DOCUMENT SECTION —
********

"On Building Ren-C With C++ Compilers"

hostilefork · May 23, 2016, 4:00am

Ren-C is a C codebase, but it can optionally also be built with a C++ compiler. Building as C++ adds extra checking at compile-time of the interpreter's implementation. This helps catch bugs that a C compiler could only check at runtime. Plus--in the debug build only--the C++ build adds some extra runtime assertions, that do not affect interpreter semantics.

This document attempts to outline reasons for the choices in tooling, as it pertains to C and C++.

Why use C instead of requiring C++ and using the C++ standard library?

Basically all languages measure their success against others with things like:

How large is the source code a user must write for a given problem
How big in bytes is the installation for a program made with the system
How fast are programs written in the idiomatic style of the language
How well does the language help protect against common mistakes or bugs

If today's Rebol executable were written in C++, it would not affect (1) (since the interpreter would behave the same). Leveraging the C++ language features and the well-vetted C++ standard library would very likely improve Rebol on points like (2), (3), and (4). After all, C++ was designed to not mean compromises on performance or size.

But Rebol (and Red) languages have unusual ideas of what counts as a "metric of success" or "signal of failure". One metric is the total complexity of the system, when the toolchain used to build the system is included in the equation. This is to say that Rebol's "complexity footprint" size must account for the tools used to build it. (This aspect of concern is one that can be found also in the Forth community.)

To understand a self-hosting C compiler, you really only have to understand something like "TCC". Its modern forms are around 300 kilobytes on x86, and that is enough to build Ren-C. Yet the smallest full C++ compiler executables are around 3 megabytes. The size of C++ is directly in proportion to the depth of nuances, features, and understandings required. Even very straightforward code, like the implementation of std::vector for gcc, is quite deep about the features of the compiler that it depends upon to work. This is considered a "cost" to be avoided.

Why worry about building a C program as C++?

The practice of building C programs as C++ may sound strange, but it is not. In fact, the GCC compiler itself is written in a generally-compatible subset of C and C++. It is also recommendation CPL.2 from the C++ Core Guidelines:

C rule summary:

CPL.1: Prefer C++ to C

CPL.2: If you must use C, use the common subset of C and C++, and compile the C code as C++

CPL.3: If you must use C for interfaces, use C++ in the code using such interfaces

For Ren-C, the advantages started out small--with enhanced cases of type checking. Eventually this grew into more serious usage as a static analysis tool.

Next some very selective runtime checks in the debug build which lean on C++ were added. These checks take advantage of something C++ can do which some C developers hate: namely that you can write a simple thing like *a = *b; and it might actually insert a function call to implement overloaded assignment. When this "hated" property is limited to only adding asserts, it saves the codebase from becoming littered with:

 assert(Can_Assign_Values_Debug(a, b));
 *a = *b;

Having the C++ build do it "invisibly" from just *a = *b; is lighter weight--and keeps the focus on the main program logic. So some asserts do work like this, if they are not that critical. However, the C build uses ordinary macros such as CHECKED_ASSIGN(a, b) if it's important enough to warrant disruption in the source at every callsite.

********

PROVIDED MATERIAL —
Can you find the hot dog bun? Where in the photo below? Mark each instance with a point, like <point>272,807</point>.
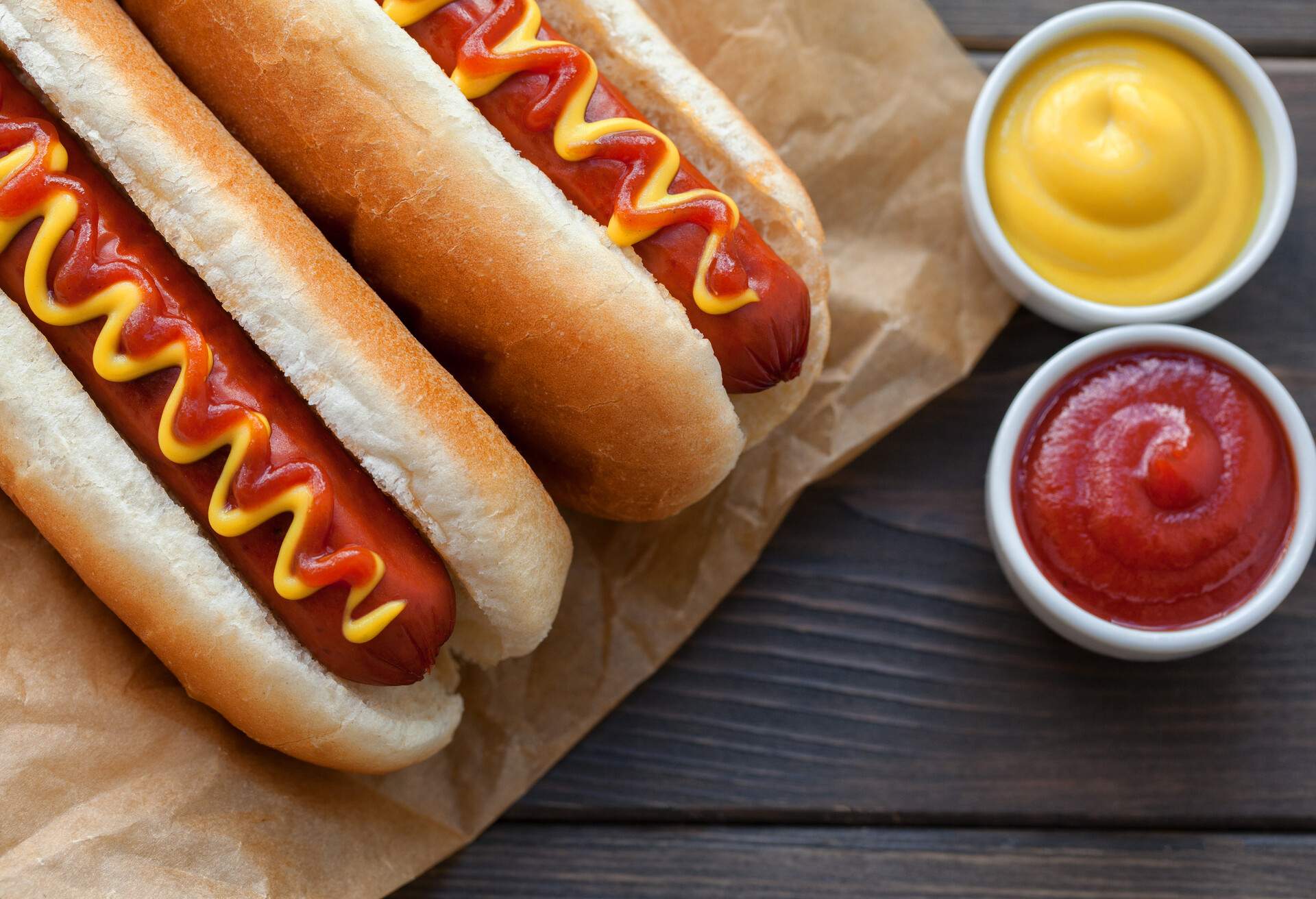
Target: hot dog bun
<point>415,431</point>
<point>590,365</point>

********

SET OF TASKS —
1. In the post about building Ren-C with C++ compilers, how big are modern forms of TCC on x86?
2. Using the reasons given in the post about building Ren-C with C++ compilers, explain why Ren-C doesn't require C++ and its standard library, even though the post says C++ would likely improve size, speed, and safety.
3. Pick up the post about building Ren-C with C++ compilers after its last sentence and keep writing it.
The listing has no connection to the post about building Ren-C with C++ compilers.

ANSWERS TO THE TASKS —
1. They are around 300 kilobytes.

2. Rebol measures success partly by the total complexity of the system, including the toolchain needed to build it. A self-hosting C compiler like TCC is around 300 kilobytes and can build Ren-C, while the smallest full C++ compilers are around 3 megabytes. That extra size reflects a depth of features and nuance that counts as a cost to avoid.

3.
At this point, it would be fair to say that some critical Ren-C features (e.g. Specific Binding and its outgrowths) would have been impractical to implement without the extra compile-time checks from C++. It has really been an interesting study in its own right, of how the benefits of C++ can be applied while sticking to the domain of C. For instance, see C Casts for the Masses

How old (or new) a C compiler can be used to build Ren-C?

When Rebol's "R3-Alpha" codebase was released 12-Dec-2012, it was billed as mostly C89-compatible...which is to say that it could be built with compilers that obeyed a specification formally published in 1989. (Some compilers had the features prior to that.) Yet immediately obvious was the use of "C++-style" comments, e.g. // comment instead of /* comment */, which was not adopted formally by C until 1999.

On the question, Carl Sassenrath said:

"In the past it's been determined by practicality: what actually works over the widest range. (I can usually port REBOL3/core to any target machine in 5 minutes.)"

"This hasn't been easy, and it's why there are various C restrictions. I agree... many of the C++isms are nice, but can dramatically reduce portability to older boxes. It's a balancing act."

Since the decisions arose pragmatically, there was no standard to point to. So when Ren-C was started, it whipped the code into shape for C89 compliance, which could be checked with GCC's --std=c89 --pedantic switch. Every warning was attended to, and that included things like adhering to the 509 character maximum for string literals in generated code.

There were two exceptions of features that are not in the C89 standard which were left in early Ren-C:

C++-style // comments, mentioned above
The expectation that a long long datatype existed (see -Wno-long-long), because of the requirement of a 64-bit integer type

Despite attempts to keep these as the only two "non-C89" features, the long long requirement did set a sort of baseline "minimum era" for the expected compiler. And one feature that one could reasonably assume of any 64-bit capable compiler would be assignments in mid-scope:

 void foo() {
     int x = 10; // legal in C89
     int y1;
     if (Some_Check()) {
         printf("no declarations after statements.\n");
         return;
     }
     y1 = 20;
     int y2 = 20; // illegal in C89
 }

R3-Alpha almost always used "y1-style" initialization, even though "x-style" was legal. This was perhaps because it is a pain when adding and removing statements to have to switch assignments back and forth between "y1-style" and "y2-style", so just sticking to the always-legal form of separating declarations and assignments was preferred. But not only was there a mixture, the lack of compiler enforcement meant a few cases of "y2-style" had crept in.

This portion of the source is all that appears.